## Task prompt
Write out every one of the records below word for word, keeping each line and number unchanged.
── Provided entries
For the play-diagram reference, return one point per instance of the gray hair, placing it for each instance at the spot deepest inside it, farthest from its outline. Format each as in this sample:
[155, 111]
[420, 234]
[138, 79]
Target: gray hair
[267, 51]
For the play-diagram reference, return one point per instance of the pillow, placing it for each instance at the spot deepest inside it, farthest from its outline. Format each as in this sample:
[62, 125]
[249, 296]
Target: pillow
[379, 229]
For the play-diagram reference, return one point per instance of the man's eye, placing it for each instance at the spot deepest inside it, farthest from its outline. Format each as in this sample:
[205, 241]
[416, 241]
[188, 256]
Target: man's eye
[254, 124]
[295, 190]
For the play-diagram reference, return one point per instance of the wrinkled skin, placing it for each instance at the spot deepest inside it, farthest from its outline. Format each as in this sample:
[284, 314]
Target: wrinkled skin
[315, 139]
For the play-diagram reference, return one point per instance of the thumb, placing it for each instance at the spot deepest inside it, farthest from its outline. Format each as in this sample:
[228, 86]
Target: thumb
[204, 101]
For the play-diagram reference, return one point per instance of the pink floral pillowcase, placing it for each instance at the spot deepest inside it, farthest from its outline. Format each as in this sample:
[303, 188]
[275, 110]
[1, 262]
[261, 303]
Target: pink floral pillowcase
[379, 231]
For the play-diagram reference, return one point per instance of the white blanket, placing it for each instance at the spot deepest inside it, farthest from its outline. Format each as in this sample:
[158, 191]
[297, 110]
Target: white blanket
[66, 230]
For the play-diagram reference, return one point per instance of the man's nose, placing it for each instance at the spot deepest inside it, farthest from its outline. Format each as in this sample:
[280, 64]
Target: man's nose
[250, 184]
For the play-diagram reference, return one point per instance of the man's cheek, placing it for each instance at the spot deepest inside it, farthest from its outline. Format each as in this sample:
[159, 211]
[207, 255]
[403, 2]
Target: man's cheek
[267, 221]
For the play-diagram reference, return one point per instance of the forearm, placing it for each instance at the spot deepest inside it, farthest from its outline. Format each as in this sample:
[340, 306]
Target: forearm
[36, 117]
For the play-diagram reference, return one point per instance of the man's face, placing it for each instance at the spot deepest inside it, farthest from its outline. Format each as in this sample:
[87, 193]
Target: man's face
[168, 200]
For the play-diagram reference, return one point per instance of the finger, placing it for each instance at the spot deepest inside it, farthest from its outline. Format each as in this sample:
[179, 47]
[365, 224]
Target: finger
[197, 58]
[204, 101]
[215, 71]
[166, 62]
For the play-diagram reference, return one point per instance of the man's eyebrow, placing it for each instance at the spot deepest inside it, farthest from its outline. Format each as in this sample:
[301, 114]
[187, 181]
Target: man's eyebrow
────
## Answer to the exercise
For the play-diagram reference, return one point per instance of the gray hair, placing it for each instance at the spot deepest inside it, farthest from its outline. Format each as in this sample:
[155, 111]
[420, 234]
[138, 79]
Target: gray hair
[267, 51]
For the play-diagram reference, return one point per instance of the pillow, placing it for each instance at the spot deepest inside it, farthest from its outline. Format each as in this sample:
[62, 125]
[249, 296]
Target: pillow
[379, 229]
For the play-diagram reference, return one point per instance of the man's eye, placing it for each instance at the spot deepest inside it, farthest from its outline. Format each as in this sample:
[205, 241]
[416, 241]
[188, 256]
Target: man's eye
[254, 124]
[295, 190]
For the play-diagram reference, return one point per instance of the wrinkled skin, placing it for each instance at the spot deepest inside it, farthest from its outline. Format each as in this sample:
[284, 314]
Target: wrinkled skin
[315, 139]
For the play-diagram reference, return one point per instance of the thumb, placing it for each instance at the spot deepest inside it, farthest from its outline. Format each as in this sample:
[228, 86]
Target: thumb
[204, 101]
For the play-diagram reference, return one point per instance of the pink floral pillowcase, placing it for each instance at the spot deepest inside it, farthest from its outline. Format each as in this sample:
[303, 188]
[275, 110]
[1, 262]
[261, 303]
Target: pink floral pillowcase
[379, 231]
For the play-diagram reference, return one point per instance of the white blanket, placing it for each instance at the spot deepest inside it, farthest from its outline. Format each as in this sample:
[158, 191]
[297, 110]
Target: white blanket
[66, 230]
For the play-diagram reference, return one point per instance of the man's nose, placing it for each instance at the spot deepest inside it, farthest from its outline. Format each as in this sample:
[280, 64]
Target: man's nose
[250, 184]
For the play-diagram reference, return one point per instance of the man's cheek, placing it for each instance at the spot deepest inside it, farthest from its outline. Format each as in this sample:
[159, 211]
[207, 255]
[403, 2]
Target: man's cheek
[267, 221]
For the play-diagram reference, return one point per instance of the forearm, placing it for each instance at the spot deepest inside it, farthest from its outline. Format each as in this sample:
[340, 306]
Target: forearm
[36, 117]
For the play-diagram reference, return one point per instance of the man's face, placing it for each instance at the spot deepest inside it, farthest from its outline. Format each as in this sample:
[87, 193]
Target: man's face
[168, 200]
For the play-diagram reference, return one point per instance of the finger, placing it for each instance at the spot deepest inside it, farthest from its outline. Format each as in this sample:
[179, 47]
[365, 224]
Target: finger
[197, 58]
[204, 101]
[215, 71]
[166, 62]
For the play-diagram reference, return one point per instance of the man's eyebrow, placing it for each instance at the spot deepest inside it, farthest from its outline. Format each as in this sample:
[301, 114]
[187, 181]
Target: man's eyebrow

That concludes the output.